Directions:
Copy the items below word for word, starting at the line containing "the snow-covered pine" and continuing through the last line of the items, with both ends included.

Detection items

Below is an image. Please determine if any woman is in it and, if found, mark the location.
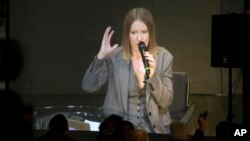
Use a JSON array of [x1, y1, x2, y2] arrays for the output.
[[82, 8, 173, 133]]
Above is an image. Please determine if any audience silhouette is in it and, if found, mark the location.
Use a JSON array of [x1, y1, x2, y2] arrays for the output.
[[36, 114, 74, 141]]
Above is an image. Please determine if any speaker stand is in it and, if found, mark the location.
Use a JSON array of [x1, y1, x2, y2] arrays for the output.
[[227, 67, 234, 122]]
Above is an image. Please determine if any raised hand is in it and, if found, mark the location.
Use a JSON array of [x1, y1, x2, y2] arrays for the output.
[[97, 26, 118, 59]]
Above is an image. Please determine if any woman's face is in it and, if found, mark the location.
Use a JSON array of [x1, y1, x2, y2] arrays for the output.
[[129, 20, 149, 50]]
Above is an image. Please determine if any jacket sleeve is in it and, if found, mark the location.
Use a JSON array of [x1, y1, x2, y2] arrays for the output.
[[147, 50, 173, 109], [82, 57, 108, 92]]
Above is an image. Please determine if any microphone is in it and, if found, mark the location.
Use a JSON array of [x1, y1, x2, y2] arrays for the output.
[[138, 41, 150, 79]]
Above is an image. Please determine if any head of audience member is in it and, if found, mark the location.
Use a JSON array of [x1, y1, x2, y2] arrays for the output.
[[125, 129, 149, 141], [114, 120, 135, 141], [96, 114, 123, 141], [170, 122, 189, 141], [49, 114, 69, 133]]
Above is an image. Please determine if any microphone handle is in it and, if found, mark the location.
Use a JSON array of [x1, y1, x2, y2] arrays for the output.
[[141, 51, 150, 79]]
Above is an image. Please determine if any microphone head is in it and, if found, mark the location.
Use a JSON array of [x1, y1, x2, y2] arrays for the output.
[[138, 41, 147, 51]]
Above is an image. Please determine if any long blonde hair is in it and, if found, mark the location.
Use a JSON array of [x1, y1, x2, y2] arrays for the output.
[[121, 8, 157, 62]]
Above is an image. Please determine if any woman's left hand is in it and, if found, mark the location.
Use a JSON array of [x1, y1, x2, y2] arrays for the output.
[[144, 52, 156, 78]]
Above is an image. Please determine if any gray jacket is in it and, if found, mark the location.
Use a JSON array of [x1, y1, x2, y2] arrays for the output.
[[82, 47, 173, 133]]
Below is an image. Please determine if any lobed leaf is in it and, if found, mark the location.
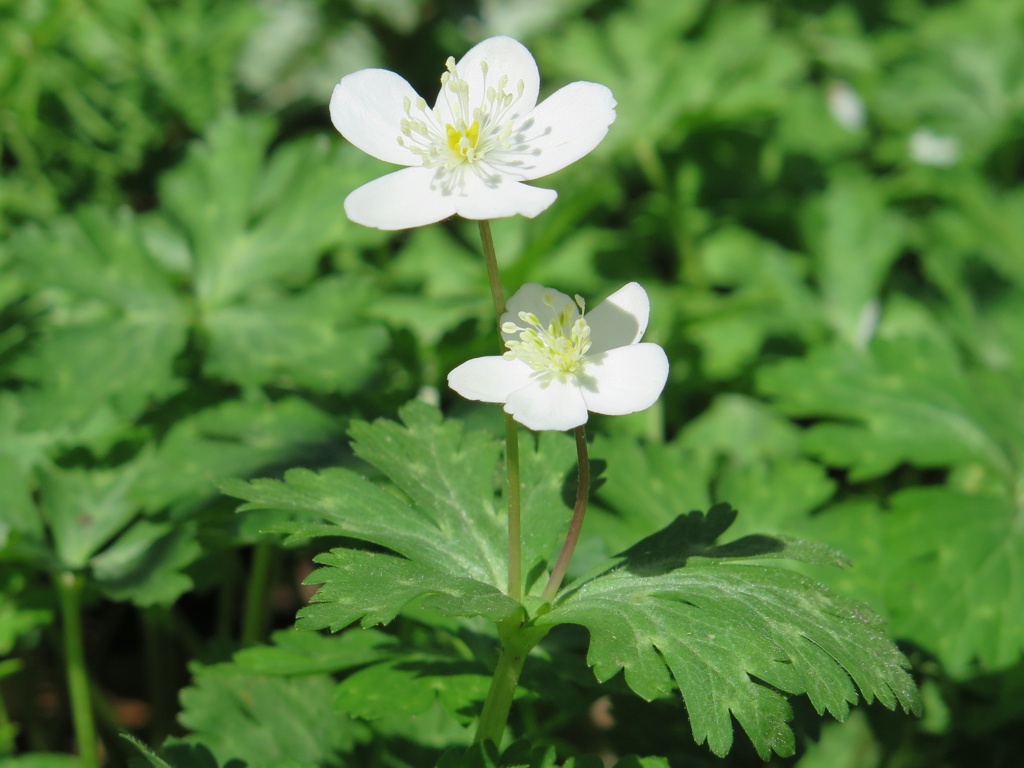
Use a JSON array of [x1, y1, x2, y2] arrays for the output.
[[536, 505, 920, 759]]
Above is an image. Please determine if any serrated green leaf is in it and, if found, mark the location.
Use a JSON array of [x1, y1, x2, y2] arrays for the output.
[[90, 520, 203, 606], [40, 465, 138, 568], [206, 278, 388, 392], [233, 630, 397, 675], [179, 664, 360, 768], [231, 401, 572, 630], [758, 338, 1024, 487], [297, 549, 522, 632], [131, 397, 341, 515], [685, 226, 821, 378], [804, 174, 906, 346], [536, 508, 920, 759], [160, 114, 380, 311], [884, 488, 1024, 677], [334, 652, 490, 724]]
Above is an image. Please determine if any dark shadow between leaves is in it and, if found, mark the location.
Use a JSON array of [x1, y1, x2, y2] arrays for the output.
[[617, 504, 786, 575]]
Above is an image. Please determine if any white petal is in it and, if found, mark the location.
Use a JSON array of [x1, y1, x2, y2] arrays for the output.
[[436, 37, 541, 125], [502, 283, 580, 341], [345, 168, 455, 229], [587, 283, 650, 355], [578, 344, 669, 416], [331, 70, 422, 165], [518, 82, 615, 180], [505, 376, 587, 431], [452, 173, 558, 220], [449, 356, 534, 402]]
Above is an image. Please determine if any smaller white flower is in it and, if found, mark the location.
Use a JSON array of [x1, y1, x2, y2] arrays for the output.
[[331, 37, 615, 229], [449, 283, 669, 430], [826, 80, 867, 131], [908, 128, 959, 168]]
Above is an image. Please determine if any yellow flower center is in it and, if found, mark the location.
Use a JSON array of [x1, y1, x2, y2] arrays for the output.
[[444, 120, 480, 163], [502, 294, 591, 374], [397, 56, 528, 194]]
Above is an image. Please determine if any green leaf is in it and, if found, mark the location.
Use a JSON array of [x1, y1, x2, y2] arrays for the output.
[[437, 739, 669, 768], [758, 338, 1024, 487], [233, 630, 397, 675], [205, 278, 388, 392], [160, 114, 382, 312], [803, 173, 906, 346], [297, 549, 522, 632], [536, 505, 920, 759], [225, 401, 540, 630], [883, 488, 1024, 677], [334, 651, 490, 725], [12, 208, 187, 450], [685, 226, 821, 378], [179, 664, 361, 768]]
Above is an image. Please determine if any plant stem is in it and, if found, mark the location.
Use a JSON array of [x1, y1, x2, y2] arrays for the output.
[[242, 542, 274, 645], [542, 424, 590, 602], [477, 219, 505, 325], [478, 220, 522, 606], [505, 414, 522, 600], [474, 615, 548, 744], [54, 571, 99, 768]]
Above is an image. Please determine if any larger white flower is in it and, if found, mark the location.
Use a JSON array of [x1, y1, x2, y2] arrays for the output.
[[449, 283, 669, 430], [331, 37, 615, 229]]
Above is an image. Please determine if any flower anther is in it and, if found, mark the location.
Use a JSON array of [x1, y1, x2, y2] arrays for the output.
[[449, 283, 669, 430], [331, 37, 615, 229]]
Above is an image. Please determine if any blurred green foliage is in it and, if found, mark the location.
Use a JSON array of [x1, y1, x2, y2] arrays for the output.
[[0, 0, 1024, 768]]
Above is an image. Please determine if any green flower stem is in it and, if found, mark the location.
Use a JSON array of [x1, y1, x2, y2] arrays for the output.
[[474, 615, 548, 744], [477, 219, 505, 325], [242, 542, 274, 645], [505, 414, 522, 600], [478, 220, 522, 606], [542, 424, 590, 602], [54, 571, 99, 768]]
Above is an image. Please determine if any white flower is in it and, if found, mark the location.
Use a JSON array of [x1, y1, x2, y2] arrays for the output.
[[908, 128, 959, 168], [449, 283, 669, 430], [331, 37, 615, 229], [826, 80, 867, 131]]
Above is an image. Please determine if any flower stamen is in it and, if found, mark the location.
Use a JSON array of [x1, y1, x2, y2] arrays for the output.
[[502, 294, 591, 375]]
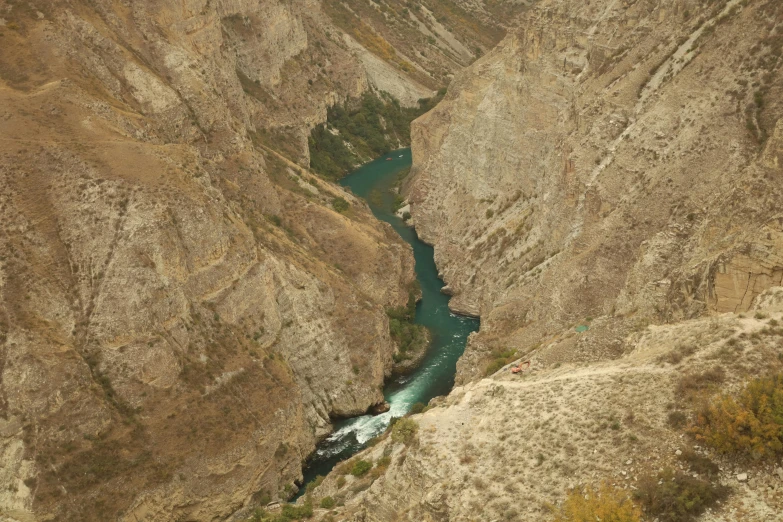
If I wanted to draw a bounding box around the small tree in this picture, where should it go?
[351,460,372,477]
[392,418,419,445]
[555,484,641,522]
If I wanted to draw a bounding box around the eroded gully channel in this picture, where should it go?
[297,149,479,496]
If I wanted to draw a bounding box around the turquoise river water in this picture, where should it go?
[294,149,479,491]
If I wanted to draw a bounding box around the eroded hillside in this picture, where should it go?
[0,0,516,522]
[304,288,783,522]
[298,0,783,521]
[410,1,783,382]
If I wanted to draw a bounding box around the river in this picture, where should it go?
[294,149,479,491]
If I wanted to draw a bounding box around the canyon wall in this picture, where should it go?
[302,0,783,522]
[0,0,520,522]
[409,1,783,382]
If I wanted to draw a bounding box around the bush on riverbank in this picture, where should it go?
[308,92,445,179]
[386,281,429,362]
[392,418,419,446]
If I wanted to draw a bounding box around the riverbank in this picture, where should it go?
[292,149,479,496]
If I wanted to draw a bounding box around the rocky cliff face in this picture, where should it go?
[304,287,783,522]
[296,0,783,521]
[409,1,783,382]
[0,0,512,522]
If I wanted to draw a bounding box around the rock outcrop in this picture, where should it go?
[0,0,516,522]
[298,0,783,521]
[304,288,783,522]
[408,0,783,383]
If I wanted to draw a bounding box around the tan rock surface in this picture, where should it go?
[408,0,783,383]
[304,288,783,521]
[0,0,516,522]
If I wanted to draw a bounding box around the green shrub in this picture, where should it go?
[666,410,688,430]
[282,502,313,522]
[332,196,351,214]
[689,374,783,459]
[484,348,517,377]
[555,484,641,522]
[386,287,428,356]
[308,92,442,179]
[634,469,731,522]
[411,402,426,415]
[392,418,419,445]
[351,460,372,477]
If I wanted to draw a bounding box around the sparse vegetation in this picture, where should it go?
[392,418,419,446]
[690,374,783,459]
[386,281,428,362]
[554,484,641,522]
[351,460,372,477]
[332,196,351,214]
[308,93,442,179]
[484,348,517,377]
[634,469,731,522]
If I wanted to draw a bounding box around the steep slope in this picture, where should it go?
[294,0,783,521]
[304,287,783,522]
[0,0,516,521]
[409,0,783,382]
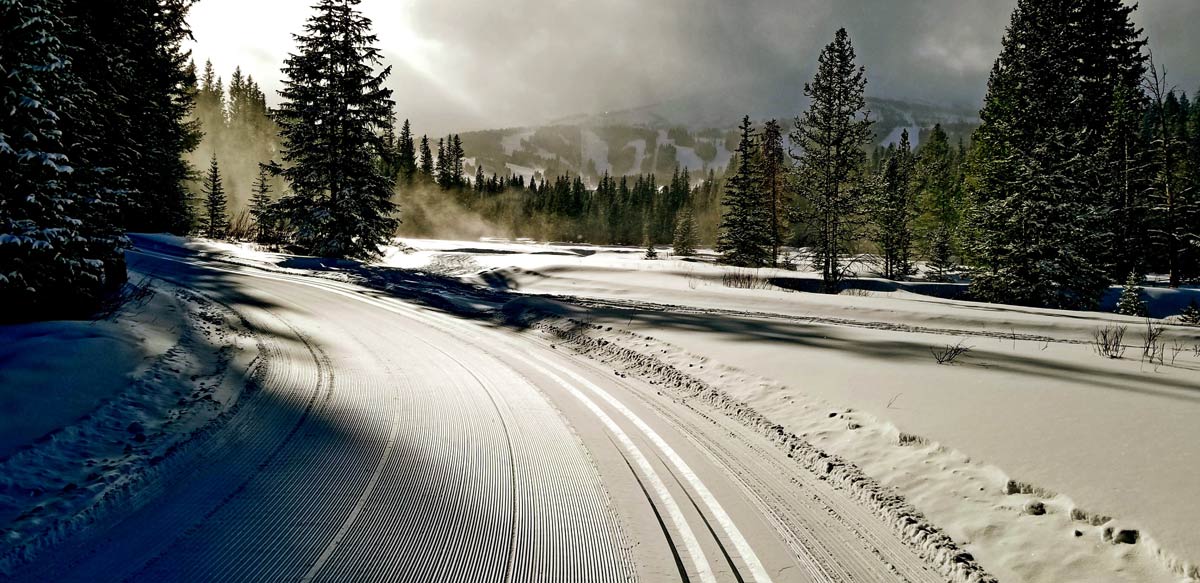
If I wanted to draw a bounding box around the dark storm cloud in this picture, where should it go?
[187,0,1200,133]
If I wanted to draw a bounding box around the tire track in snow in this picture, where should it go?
[105,251,635,581]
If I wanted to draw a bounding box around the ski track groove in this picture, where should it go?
[11,254,636,582]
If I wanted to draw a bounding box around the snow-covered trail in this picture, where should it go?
[9,245,943,582]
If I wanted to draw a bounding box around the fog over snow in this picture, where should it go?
[191,0,1200,133]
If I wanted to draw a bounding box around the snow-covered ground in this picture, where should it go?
[0,282,257,573]
[37,238,1200,583]
[369,240,1200,582]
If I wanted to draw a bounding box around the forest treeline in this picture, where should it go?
[0,0,1200,319]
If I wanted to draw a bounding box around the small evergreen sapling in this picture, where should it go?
[250,164,277,245]
[671,205,696,257]
[1117,272,1148,318]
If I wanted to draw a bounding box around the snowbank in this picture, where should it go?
[119,235,1200,583]
[0,282,258,575]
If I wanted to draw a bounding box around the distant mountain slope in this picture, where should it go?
[462,97,979,185]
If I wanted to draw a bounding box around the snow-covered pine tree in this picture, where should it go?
[398,120,417,185]
[0,0,125,321]
[445,134,467,188]
[418,136,437,182]
[792,29,872,294]
[200,154,229,239]
[1117,272,1148,318]
[716,115,772,268]
[1180,299,1200,326]
[755,120,791,266]
[276,0,398,258]
[1097,83,1152,281]
[1146,68,1200,288]
[671,207,698,257]
[870,130,917,280]
[250,164,278,245]
[965,0,1145,308]
[642,221,659,260]
[433,138,450,190]
[925,226,958,282]
[913,124,965,271]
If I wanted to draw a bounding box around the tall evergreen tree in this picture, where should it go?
[792,29,872,294]
[870,130,917,280]
[671,204,698,257]
[250,164,278,245]
[966,0,1145,308]
[755,120,790,265]
[1146,68,1200,288]
[913,124,964,269]
[716,115,773,268]
[433,138,450,188]
[108,0,200,233]
[276,0,398,258]
[418,136,436,181]
[200,154,229,239]
[0,0,125,321]
[398,120,417,184]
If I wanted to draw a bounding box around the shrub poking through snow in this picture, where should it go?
[642,226,659,260]
[1092,324,1128,360]
[1117,274,1150,318]
[1141,318,1166,365]
[721,269,770,289]
[1180,300,1200,326]
[672,205,696,257]
[929,341,974,365]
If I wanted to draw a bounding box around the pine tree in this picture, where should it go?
[276,0,398,258]
[1180,299,1200,326]
[111,0,200,233]
[200,154,229,239]
[965,0,1145,308]
[398,120,417,185]
[792,29,872,294]
[642,221,659,260]
[250,164,278,245]
[926,226,958,282]
[445,134,467,188]
[755,120,790,265]
[1097,83,1152,281]
[716,115,772,268]
[0,0,125,321]
[871,130,917,280]
[418,136,437,181]
[671,204,697,257]
[1146,68,1200,288]
[1117,274,1148,318]
[913,124,965,269]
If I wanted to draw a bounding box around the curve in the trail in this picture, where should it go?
[11,254,636,582]
[152,251,772,583]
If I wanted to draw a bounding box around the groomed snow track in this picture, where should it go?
[9,251,636,582]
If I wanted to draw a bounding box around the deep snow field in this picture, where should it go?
[9,236,1200,583]
[383,240,1200,582]
[0,282,257,568]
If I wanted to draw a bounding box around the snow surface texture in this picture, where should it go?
[0,283,257,573]
[121,235,1200,582]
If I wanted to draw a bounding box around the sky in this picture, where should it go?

Written response:
If I wanted to draw a bounding box around the snow-covered pine tree in this picture, where should it go?
[398,120,417,185]
[0,0,125,321]
[445,134,467,188]
[418,136,437,182]
[792,29,872,294]
[200,154,229,239]
[1117,272,1148,318]
[716,115,772,268]
[1180,299,1200,326]
[755,120,791,266]
[276,0,398,258]
[1097,83,1152,281]
[1146,68,1200,288]
[671,207,698,257]
[870,130,917,280]
[250,164,278,245]
[965,0,1145,308]
[642,221,659,260]
[433,138,450,190]
[925,226,958,282]
[913,124,965,271]
If I wanted to draw a bounding box around the tall evergreen tree in this picture, where should it go?
[792,29,872,294]
[870,130,917,280]
[671,204,698,257]
[250,164,278,245]
[966,0,1145,308]
[755,120,790,265]
[1146,68,1200,288]
[913,124,964,269]
[716,115,773,268]
[433,138,450,188]
[108,0,200,233]
[276,0,398,258]
[418,136,436,181]
[200,154,229,239]
[0,0,125,321]
[398,120,417,184]
If I wanted to draw a bounding box around the shrub poking through snow in this picture, where should it go?
[642,226,659,260]
[1092,324,1128,360]
[1117,274,1150,318]
[1141,318,1166,365]
[721,269,770,289]
[1180,300,1200,326]
[672,205,696,257]
[929,341,974,365]
If I wanted to draw a bounding box around the pine tree in this picture, where should it go?
[276,0,398,258]
[1180,299,1200,326]
[111,0,200,233]
[200,154,229,239]
[965,0,1145,308]
[398,120,417,185]
[792,29,872,294]
[642,221,659,260]
[250,164,278,245]
[926,226,958,282]
[445,134,467,188]
[755,120,790,265]
[1097,83,1152,281]
[716,115,772,268]
[0,0,125,321]
[871,130,917,280]
[418,136,437,181]
[671,204,697,257]
[1146,68,1200,288]
[1117,274,1148,318]
[913,124,965,269]
If I wanted to draw a bounding box around the curve in the trail in this picture, where should it go?
[11,254,636,582]
[152,251,772,583]
If I wanted to draw a bounding box around the groomed snow track in this picture, where should it go?
[9,251,636,582]
If I wanted to draw a bounding box around the deep snow field in this picture, where should it go?
[9,236,1200,583]
[383,240,1200,582]
[0,282,257,568]
If I wanted to draw a bounding box around the snow surface texture in this picture, where should it go?
[0,283,257,573]
[121,235,1200,582]
If I wanted to draw a bounding box around the sky in this picture, where should it go?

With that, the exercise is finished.